* _Material to process_:
***
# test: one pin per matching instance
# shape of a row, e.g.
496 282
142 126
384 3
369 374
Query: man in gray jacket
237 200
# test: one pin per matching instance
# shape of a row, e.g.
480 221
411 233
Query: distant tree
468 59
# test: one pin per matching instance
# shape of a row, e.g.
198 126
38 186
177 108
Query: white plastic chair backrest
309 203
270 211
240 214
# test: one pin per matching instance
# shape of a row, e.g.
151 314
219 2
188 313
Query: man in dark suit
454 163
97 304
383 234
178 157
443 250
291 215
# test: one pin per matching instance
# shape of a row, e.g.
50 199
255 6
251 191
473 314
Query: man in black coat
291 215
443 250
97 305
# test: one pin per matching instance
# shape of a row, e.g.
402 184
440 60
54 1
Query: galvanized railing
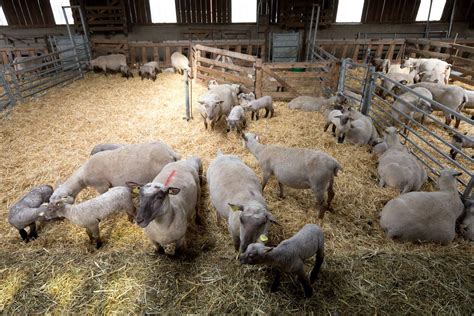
430 144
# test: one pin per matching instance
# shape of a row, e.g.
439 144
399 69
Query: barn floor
46 139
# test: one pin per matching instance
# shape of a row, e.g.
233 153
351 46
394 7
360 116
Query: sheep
236 194
400 105
137 162
298 168
289 256
180 63
467 223
256 105
452 97
26 211
425 216
461 141
236 119
397 167
113 62
104 147
149 70
89 213
169 204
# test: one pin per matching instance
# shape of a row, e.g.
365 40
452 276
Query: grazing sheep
170 203
289 256
236 194
149 70
256 105
298 168
88 214
104 147
398 168
236 119
27 210
461 141
216 103
180 63
138 162
425 216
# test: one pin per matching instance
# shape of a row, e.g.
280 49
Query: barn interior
53 115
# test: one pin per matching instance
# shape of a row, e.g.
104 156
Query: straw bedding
46 139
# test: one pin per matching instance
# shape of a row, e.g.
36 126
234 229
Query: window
244 11
57 7
163 11
3 18
349 11
436 10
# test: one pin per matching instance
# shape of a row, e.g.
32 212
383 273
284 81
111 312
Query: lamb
27 210
397 167
236 119
88 214
236 194
149 70
180 63
298 168
425 216
256 105
170 203
289 256
138 162
216 103
113 62
104 147
451 96
461 141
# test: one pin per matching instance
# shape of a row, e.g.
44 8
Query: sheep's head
255 254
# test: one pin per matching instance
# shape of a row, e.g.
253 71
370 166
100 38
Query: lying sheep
170 203
425 216
289 256
397 167
236 119
180 63
27 210
138 162
104 147
461 141
256 105
298 168
149 70
114 63
88 214
236 194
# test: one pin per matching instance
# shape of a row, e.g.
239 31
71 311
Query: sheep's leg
276 280
317 266
32 234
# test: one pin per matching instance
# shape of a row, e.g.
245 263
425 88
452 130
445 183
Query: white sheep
298 168
397 167
289 256
138 162
89 213
425 216
26 211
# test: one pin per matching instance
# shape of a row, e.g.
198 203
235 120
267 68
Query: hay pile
46 139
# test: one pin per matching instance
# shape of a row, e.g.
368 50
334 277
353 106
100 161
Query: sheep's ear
236 207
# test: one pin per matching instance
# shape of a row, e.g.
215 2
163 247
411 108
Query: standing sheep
289 256
425 216
138 162
27 210
298 168
398 168
88 214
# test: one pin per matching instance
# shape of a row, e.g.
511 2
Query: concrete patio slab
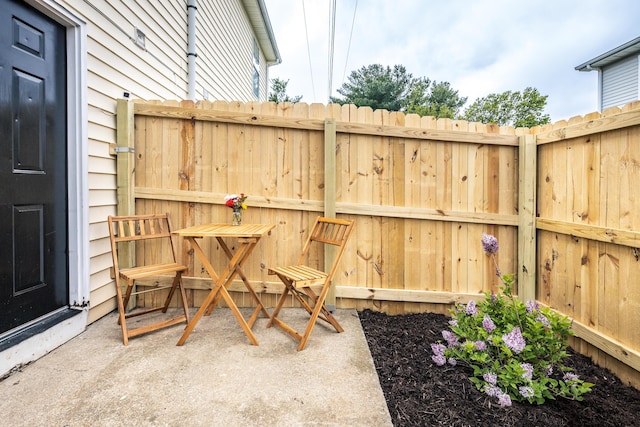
***
* _Problem details_: Each record should be written out again exactly, though without its pictures.

* _Reply_:
# test: one pin per matching instance
# shape of a row, e.g.
496 282
142 126
384 3
369 374
Query: man in gray jacket
237 200
# test: one pin per matching instance
# shape of a row, e.g.
480 221
411 233
Query: distant tree
468 59
# test: one pin per matching instance
# shape of a row, e.g.
198 126
38 186
177 108
Query: white plastic chair backrest
309 203
270 211
240 214
# test: one pin per matching instance
# shape of a row, e.g.
151 314
219 2
188 313
Query: man in dark suit
454 163
97 304
383 234
178 157
443 250
291 215
# test: one pin per matching instance
# shape of a row, e.g.
50 199
255 6
251 191
473 314
Query: man in black coat
291 215
443 250
97 305
# test: one pin per matching instance
# shape of a row, e.g.
402 184
440 60
54 1
Query: galvanized railing
430 144
# test: one pin per matching instance
# shape of a row, e.g.
439 144
399 69
Query: barn floor
46 139
# test: one pin per matching instance
# shape of a row, e.g.
233 153
351 46
394 7
360 116
Query: sheep
236 194
400 105
137 162
298 168
289 256
180 63
467 223
256 105
452 97
26 211
425 216
461 141
236 119
397 167
113 62
104 147
149 70
89 213
169 204
# test: one pin per matching instance
# shape of a row, e.g.
365 40
452 276
Query: grazing sheep
170 203
289 256
236 194
149 70
256 105
298 168
88 214
104 147
398 168
236 119
27 210
461 141
216 103
180 63
138 162
425 216
# test: one pin per matching instance
# shape of a row, e.g.
280 49
Query: barn interior
53 115
# test: one pin per matching instance
# shape of a row, e.g.
104 156
Query: straw bedding
46 139
# test: one pin per matching instance
# shape of a row, e.g.
36 126
234 229
Query: window
244 11
57 7
163 11
3 18
349 11
436 10
# test: one pin per matching instance
# shape of a row, e.g.
32 212
383 273
284 81
111 312
Query: lamb
27 210
397 167
236 119
88 214
236 194
149 70
180 63
298 168
425 216
256 105
170 203
289 256
138 162
216 103
113 62
104 147
451 96
461 141
# test: one pin per matching instance
# shape of a row, e.g.
44 8
Query: sheep's head
255 254
# test: one pin per matching instance
# shape of a row, e.g.
253 71
370 166
100 38
Query: lying sheep
170 203
425 216
289 256
397 167
236 119
180 63
27 210
138 162
104 147
461 141
256 105
298 168
149 70
114 63
88 214
236 194
# test: one pin per matching instance
# shape of a row, e.g.
239 31
71 311
Query: sheep's leg
276 280
317 266
32 234
# test: one pin per matching instance
# shape of a row, e.g.
245 263
425 88
452 130
445 183
Query: white sheep
298 168
397 167
289 256
138 162
89 213
425 216
26 211
# test: one pin per matching instance
# shape of a row, e.g.
198 203
235 120
267 68
Query: hay pile
46 139
# test: one pin per matching instance
# shape of a row, e.g.
368 50
334 277
353 106
100 161
Query: sheep's ear
236 207
# test: one pin per matching instance
# shape of a row, e.g.
215 2
163 247
411 108
Query: standing sheep
289 256
425 216
138 162
27 210
298 168
398 168
88 214
# test: one pin per matching instance
# shape of a row, e.g.
511 2
Query: concrete patio slab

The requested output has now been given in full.